---------- PASSAGE

Today, advertisements just after the Civil War. The
University of Houston's College of Engineering
presents this series about the machines that make
our civilization run, and the people whose
ingenuity created them.
Last year I picked up a bound
volume of the weekly Appleton's Journal,
August through December, 1869. Once in it, I was
drawn less by the articles than by the
advertisements. To understand American
culture and technology at the end of our first
century, what better place to look than at the
wares we offered for sale?
Every issue has a small ad for Waltham watches made
in Lowell, Massachusetts. They tell us that the
winder is now located in the stem. Lowell had
started out as a model industrial city with two
great industries: the textile mills and the Waltham
watch works.
By 1869, Lowell was turning into the industrial
slum of Eastern America, and cheap watches were its
major product. The ads also offer a new book on the
Subjection of Women by John Stuart Mill. It
goes for a dollar. The mills of Lowell were famous
for exploiting the labor of young women. But I
doubt this was meant for them. One dollar in 1869
translates to around fifteen dollars today.
You see, this magazine targets the carriage trade.
Lord and Taylor offers whole sets of clothing at
handsome prices. An infant wardrobe goes for a
hundred dollars. A young lady can buy her trousseau
for $250. A trousseau was once a set of personal
clothing and linens that a woman sewed for her
marriage. To sell such a thing prepackaged heralded
the twilight of the old distaff arts.
One dollar buys a toy steam engine that really
runs. Forty-five dollars buys a cabinet organ.

--------------------
---------- SOURCE EXCERPT

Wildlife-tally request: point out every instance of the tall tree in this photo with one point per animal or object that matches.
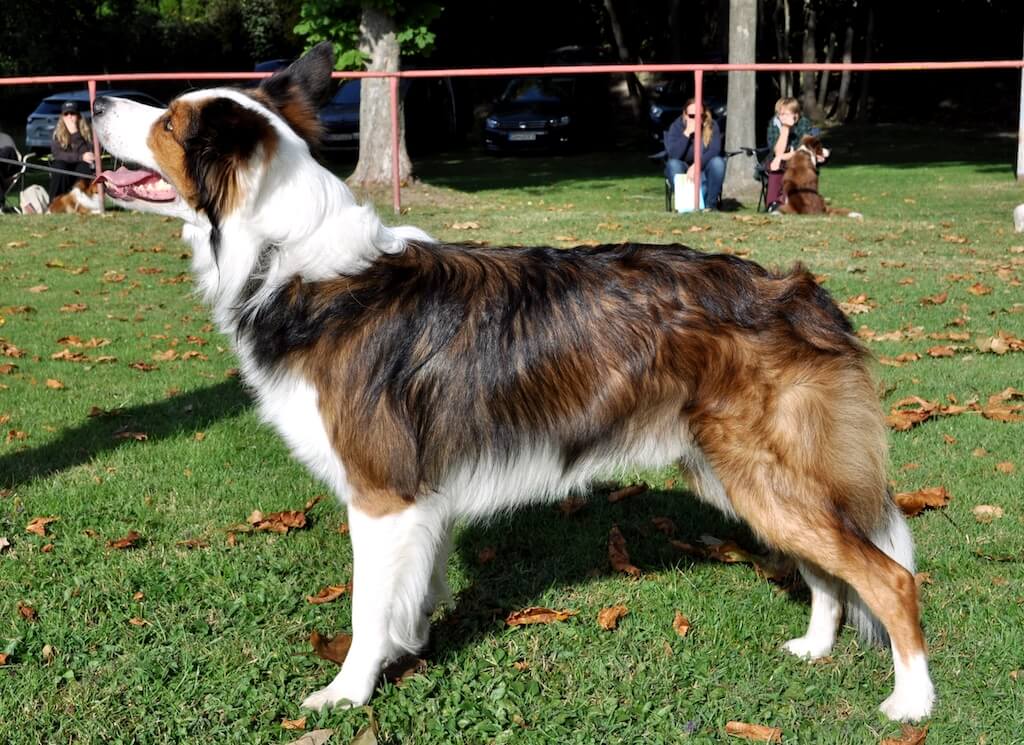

--------------------

## WORK TO DO
**a.** Can you copy the passage on 1869 advertisements word for word, from "Last year I" up to and including "offered for sale?"?
**b.** How would the passage on 1869 advertisements go on after its final sentence? Write the next part.

## ANSWERS TO THE EXERCISES
**a.**
Last year I picked up a bound
volume of the weekly Appleton's Journal,
August through December, 1869. Once in it, I was
drawn less by the articles than by the
advertisements. To understand American
culture and technology at the end of our first
century, what better place to look than at the
wares we offered for sale?

**b.**
Pianos start around $275. That'd be $4000 today --
about what low-end pianos still cost, but now
they're better made. Middle-class parlors had
keyboard instruments, and they were heavily used.
Everyone sang around the piano.
The ads waste little time on the usual nostrums and
cure-alls. That wasn't for this audience. Instead
we find ads for ladies' private schools with
instruction in both English and French.
Most interesting are weekly notices of mortgage
bonds. Union Pacific had pounded the Golden Spike
that connected east to west by rail earlier in the
year. Now they offer 30 million dollars' worth of
bonds at six percent interest. America was on the
march, and Appleton's readers were the ones who
would put up the capital.
But the staples of these ads (in order of
importance) appear to be books, clothing, upscale
household wares, education, and seeds, with books
leading: books on science; books on language; books
on travel; books on moral, physical, and psychic
well-being; books filled with stories of every
kind.
Read the advertisements and you learn who we were
just after the Civil War. Imagine the parlor piano,
the stereopticon on the table, the stuffed sofa
protected by crocheted antimacassars. We sang, we
read, and we husbanded our costly garments. It is a
world I can easily view with aching nostalgia. But
it's also a world that I doubt any of us would want
to exchange for our own.
I'm John Lienhard, at the University of Houston,
where we're interested in the way inventive minds
work.
(Theme music)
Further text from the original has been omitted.